### Challenge 1
According to the stock plan excerpt, at most how many shares may be issued pursuant to grants of Stock Awards under the Plan?
### Challenge 2
Quote the stock plan excerpt word for word, starting with "(b) The stock subject" and going on through "changes in stock.".

### Given text
____________________
4. Shares Subject to the Plan
     (a) Subject to the provisions of Section 11 relating to adjustments upon changes in stock, the stock that may be available for issuance pursuant to Awards shall not exceed in the aggregate Eight Million One Hundred Seventeen Thousand Two Hundred Seventy Four (8,117,274) shares of Common Stock. If any Awards shall for any reason expire or otherwise terminate, in whole or in part, without having been exercised in full (or vested in the case of restricted stock awarded pursuant to Section 7), the stock not acquired under such Award shall revert to and again become available for issuance under the Plan.
     (b) The stock subject to the Plan may be unissued shares or reacquired shares, bought on the market or otherwise.
     (c) Subject to the provisions of Section 11 relating to adjustments upon changes in stock, not more than an aggregate of Six Hundred Thousand (600,000) shares shall be available for issuance pursuant to grants of Stock Awards under the Plan.

 


 

     (d) Notwithstanding the foregoing, the maximum number of shares that may be issued upon the exercise of Incentive Stock Options shall equal the aggregate share number stated in subsection 4(a), subject to the provisions of Section 11 relating to adjustments upon changes in stock.
5. Eligibility
     (a) Incentive Stock Options may be granted only to Employees. Awards other than Incentive Stock Options may be granted only to Employees, Directors or Consultants.
     (b) No person shall be eligible for the grant of an Incentive Stock Option if, at the time of grant, such person owns (or is deemed to own pursuant to Section 424(d) of the Code) stock possessing more than ten percent (10%) of the total combined voting power of all classes of stock of the Company or of any of its Affiliates unless the exercise price of such Option is at least one hundred ten percent (110%) of the Fair Market Value of such stock at the date of grant and the Option is not exercisable after the expiration of five (5) years from the date of grant.
____________________
Box-labeled dataset extracts

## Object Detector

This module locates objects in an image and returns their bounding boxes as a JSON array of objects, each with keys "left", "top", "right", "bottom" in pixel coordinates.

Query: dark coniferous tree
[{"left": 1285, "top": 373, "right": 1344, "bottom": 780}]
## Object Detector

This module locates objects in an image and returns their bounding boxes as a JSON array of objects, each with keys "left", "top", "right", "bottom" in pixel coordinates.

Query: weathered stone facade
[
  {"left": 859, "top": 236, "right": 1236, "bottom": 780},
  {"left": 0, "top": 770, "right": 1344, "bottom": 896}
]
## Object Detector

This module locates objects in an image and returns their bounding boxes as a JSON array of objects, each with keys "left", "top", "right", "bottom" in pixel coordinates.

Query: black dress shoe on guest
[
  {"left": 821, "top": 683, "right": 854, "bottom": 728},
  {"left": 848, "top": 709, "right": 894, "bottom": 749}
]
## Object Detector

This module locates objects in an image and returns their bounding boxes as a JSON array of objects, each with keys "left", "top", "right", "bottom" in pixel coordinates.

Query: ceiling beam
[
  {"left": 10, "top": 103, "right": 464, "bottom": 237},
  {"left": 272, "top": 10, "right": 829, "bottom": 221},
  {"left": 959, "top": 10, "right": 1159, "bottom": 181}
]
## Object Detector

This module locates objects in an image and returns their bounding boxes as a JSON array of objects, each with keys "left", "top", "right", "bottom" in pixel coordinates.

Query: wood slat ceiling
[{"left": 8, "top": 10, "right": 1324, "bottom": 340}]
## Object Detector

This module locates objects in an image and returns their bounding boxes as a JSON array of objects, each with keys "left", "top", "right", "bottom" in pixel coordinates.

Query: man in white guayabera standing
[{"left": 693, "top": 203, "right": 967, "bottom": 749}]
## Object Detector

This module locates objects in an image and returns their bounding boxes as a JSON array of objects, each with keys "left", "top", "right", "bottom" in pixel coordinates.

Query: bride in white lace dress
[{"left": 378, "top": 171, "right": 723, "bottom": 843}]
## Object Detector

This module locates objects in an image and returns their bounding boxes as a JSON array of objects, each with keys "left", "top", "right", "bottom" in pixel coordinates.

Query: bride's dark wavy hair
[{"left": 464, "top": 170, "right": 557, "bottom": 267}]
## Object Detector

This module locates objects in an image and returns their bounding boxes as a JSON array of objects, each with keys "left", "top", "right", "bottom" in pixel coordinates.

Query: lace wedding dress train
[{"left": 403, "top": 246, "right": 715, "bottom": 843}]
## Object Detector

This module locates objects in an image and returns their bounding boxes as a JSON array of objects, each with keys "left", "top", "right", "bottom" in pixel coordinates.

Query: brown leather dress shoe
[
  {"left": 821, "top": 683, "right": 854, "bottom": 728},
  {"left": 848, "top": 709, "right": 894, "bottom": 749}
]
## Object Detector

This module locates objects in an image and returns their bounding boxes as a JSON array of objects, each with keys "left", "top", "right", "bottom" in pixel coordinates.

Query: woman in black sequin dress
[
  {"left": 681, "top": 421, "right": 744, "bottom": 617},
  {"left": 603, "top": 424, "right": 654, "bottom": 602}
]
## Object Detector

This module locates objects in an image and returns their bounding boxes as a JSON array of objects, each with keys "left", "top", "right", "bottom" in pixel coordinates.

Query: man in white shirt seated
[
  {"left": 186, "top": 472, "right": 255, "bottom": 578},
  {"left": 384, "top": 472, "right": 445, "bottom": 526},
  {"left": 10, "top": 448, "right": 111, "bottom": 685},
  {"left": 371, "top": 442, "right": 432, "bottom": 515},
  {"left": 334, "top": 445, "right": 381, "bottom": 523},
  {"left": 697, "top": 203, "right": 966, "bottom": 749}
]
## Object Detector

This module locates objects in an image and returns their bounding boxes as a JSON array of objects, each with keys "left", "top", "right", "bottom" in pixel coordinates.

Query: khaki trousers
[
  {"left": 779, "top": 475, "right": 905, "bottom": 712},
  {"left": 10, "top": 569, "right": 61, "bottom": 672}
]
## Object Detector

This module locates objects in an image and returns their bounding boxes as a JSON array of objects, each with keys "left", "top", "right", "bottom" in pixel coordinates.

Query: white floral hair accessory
____________________
### Worked answer 1
Six Hundred Thousand (600,000) shares.

### Worked answer 2
(b) The stock subject to the Plan may be unissued shares or reacquired shares, bought on the market or otherwise.
     (c) Subject to the provisions of Section 11 relating to adjustments upon changes in stock, not more than an aggregate of Six Hundred Thousand (600,000) shares shall be available for issuance pursuant to grants of Stock Awards under the Plan.

 


 

     (d) Notwithstanding the foregoing, the maximum number of shares that may be issued upon the exercise of Incentive Stock Options shall equal the aggregate share number stated in subsection 4(a), subject to the provisions of Section 11 relating to adjustments upon changes in stock.